Supplied passage
Market Lane makes a luminous first impression through a striking art installation at the foyer, visible from its industrial South Melbourne street. Created by Elenberg Fraser and Mark Douglass Design, an undulating ceiling comprising hundreds of slim LED light fins, reminiscent of fish scales, glows and changes colour according to customisable internal programming.

Further inside, the ground floor arrival is flanked by rooms for flexible fitness and exercise, encouraging organic social interaction between building patrons. Multiple street entrances and operable windows further promote natural cross-ventilation and fresh air intake throughout, a crucial strategy in the prevention of community transmission.

The structure opens into a vast atrium lung at its core, where lush tendrils of Devil’s Ivy creep along a steel trellis, and plants line each internal level. This green gesture, created in consultation with landscape architects OpenWork, is one visible indication of the deeper biophilic approach informing many of the unseen details at Market Lane.

All services are automatically monitored via app, including energy and water usage reports made public to tenants with the intent of uniting the community in minimising consumption. This inbuilt, measured efficacy continues into the area below ground, where two luxurious public bathrooms, a boxing workout area and sculptural bike storage facilities are situated.

“This whole zone underneath is a place for people to pause and just take a moment for themselves,” says Emma Nunan, associate interior designer at Elenberg Fraser. “It’s away from the bustle of the outside world, to help bring a bit of ritual to the everyday.”

Taking advantage of the subterranean location to create an immersive experience, the opulent bathrooms are furnished to pamper. Inside, metallic accents and refined lighting sit against a rich backdrop of chocolatey natural stone. Importantly, aesthetic considerations meet clever cleanliness in this enclosed wet area. The bathrooms elegantly minimise touch, with contactless handwashing stations and steel plates mounted to the bottom of stall doors, to be operated by foot. A palatial hydration station sits at the entrance; a singular tap set into a tiled alcove, activated by sensor.

The building’s key tenants are vocal advocates of its inventive working model. Workplace concierge Flex is strategically co- located on the ground floor hub, embedded among the dynamic offices it manages; while Market Lane’s collaborative project builders, Hickory Group, are headquartered on its top floor.

Tasks to carry out
**1)** Which firms and companies does the Market Lane text name?
**2)** Pick up the Market Lane text after its last sentence and continue it.
The entries that come after this are not needed.

Entries provided

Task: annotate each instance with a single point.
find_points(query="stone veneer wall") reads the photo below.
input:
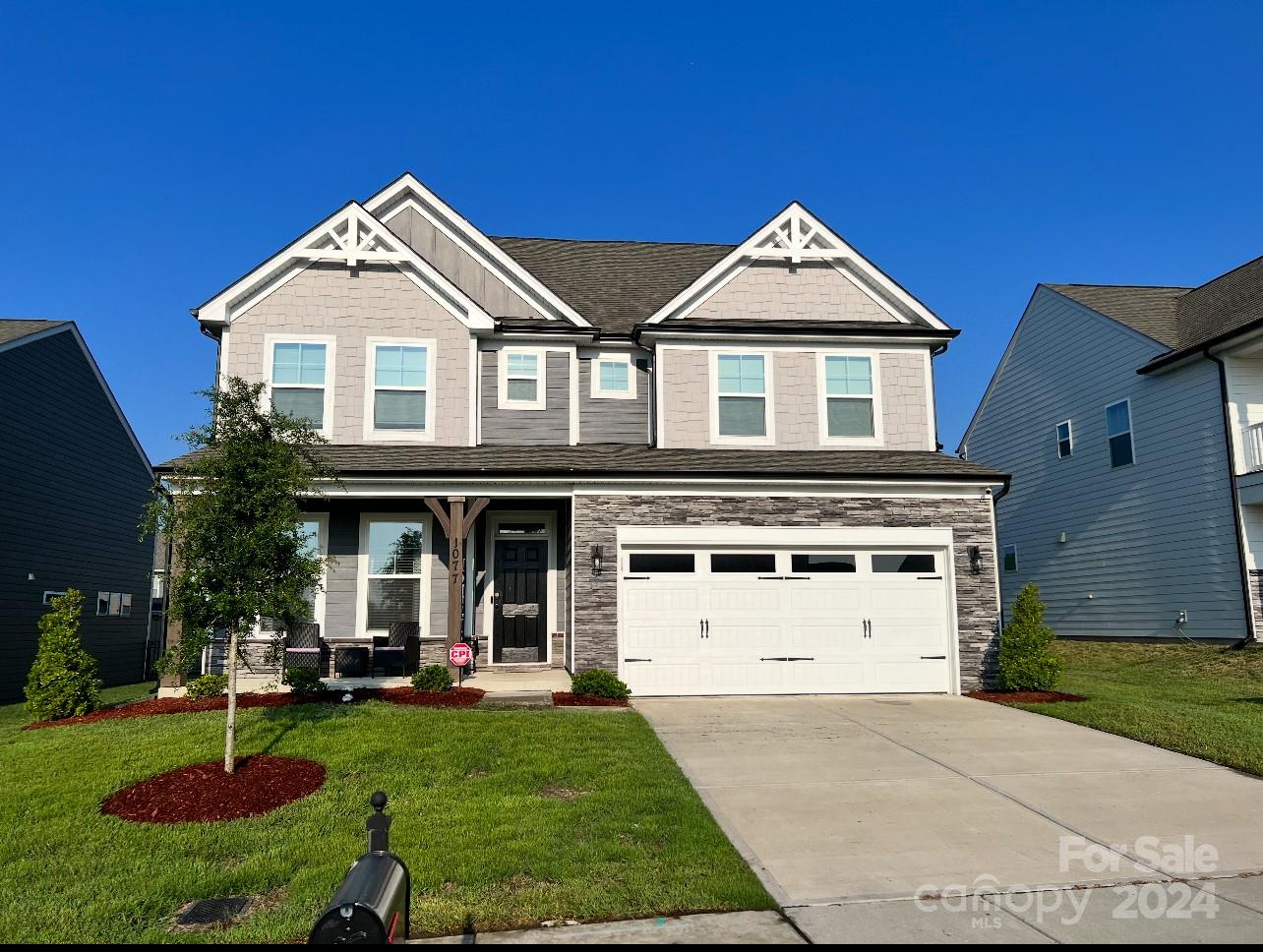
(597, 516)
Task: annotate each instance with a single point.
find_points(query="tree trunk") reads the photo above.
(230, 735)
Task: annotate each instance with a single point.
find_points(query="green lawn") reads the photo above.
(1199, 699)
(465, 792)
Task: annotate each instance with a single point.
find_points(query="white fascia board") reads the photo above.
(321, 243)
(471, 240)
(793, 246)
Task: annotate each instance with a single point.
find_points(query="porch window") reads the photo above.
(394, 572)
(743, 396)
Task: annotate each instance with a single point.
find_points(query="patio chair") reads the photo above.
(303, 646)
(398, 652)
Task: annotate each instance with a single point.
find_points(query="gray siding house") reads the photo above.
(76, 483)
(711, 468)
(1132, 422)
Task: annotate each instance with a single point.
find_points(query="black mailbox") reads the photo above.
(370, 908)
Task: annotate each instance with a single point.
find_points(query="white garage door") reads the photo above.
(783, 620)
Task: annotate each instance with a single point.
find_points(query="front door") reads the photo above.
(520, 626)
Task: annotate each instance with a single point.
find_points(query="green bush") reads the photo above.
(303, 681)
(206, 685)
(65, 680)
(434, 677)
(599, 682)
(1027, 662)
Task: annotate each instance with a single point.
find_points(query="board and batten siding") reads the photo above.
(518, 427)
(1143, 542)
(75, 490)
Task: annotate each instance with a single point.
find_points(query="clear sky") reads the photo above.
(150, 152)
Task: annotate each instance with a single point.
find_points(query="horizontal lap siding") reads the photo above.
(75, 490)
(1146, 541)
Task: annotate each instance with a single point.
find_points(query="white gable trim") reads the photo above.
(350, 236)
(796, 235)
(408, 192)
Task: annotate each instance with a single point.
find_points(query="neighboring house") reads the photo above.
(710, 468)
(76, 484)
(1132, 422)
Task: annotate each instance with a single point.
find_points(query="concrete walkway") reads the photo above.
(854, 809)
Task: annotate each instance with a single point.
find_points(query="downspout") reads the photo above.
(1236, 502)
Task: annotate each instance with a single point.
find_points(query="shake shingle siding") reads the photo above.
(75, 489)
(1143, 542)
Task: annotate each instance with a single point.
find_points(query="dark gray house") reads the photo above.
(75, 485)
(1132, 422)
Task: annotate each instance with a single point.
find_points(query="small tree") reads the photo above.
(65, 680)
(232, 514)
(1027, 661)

Answers per task
**1)** Elenberg Fraser, Mark Douglass Design, OpenWork, Flex, Hickory Group

**2)**
Their enviably skylit premises are accessible via glass lift, extending the visible lightness of the built form. As to be expected for the mavens of manufacture, this floor is flush with premium detailing. In fact, many of the building’s custom elements, including tailor-made feature lights, precise joinery and perforated steel panelling, were specially developed by the Hickory design team. The luxe fit-out is matched by Elenberg Fraser’s thoughtful spatial mapping and practical utility, with service lifts positioned directly opposite the sample room, to facilitate ergonomic handling of heavy materials and divert deliveries from reception.

If this inspired building has a crowning glory, it would surely be Hickory’s series of unique meeting rooms: lozenge-shaped, self- contained glass pods positioned outside on the rooftop, entirely separate to the main built mass. These place staff among landscaped surrounds, in direct view of the city they work to shape. So natural is the flux of work and leisure at Market Lane, that an informative visit may feasibly segue into an encounter with Hickory’s senior leadership team, confabulating over house-made negronis on their rooftop terrace.

“Even after the year we’ve had, our people often say they’d prefer to come and work from here – it’s a beautiful place,” reflects one Hickory director. “And when clients come through they are so impressed. Welcoming people into our space, it’s a big part of the way we do business.”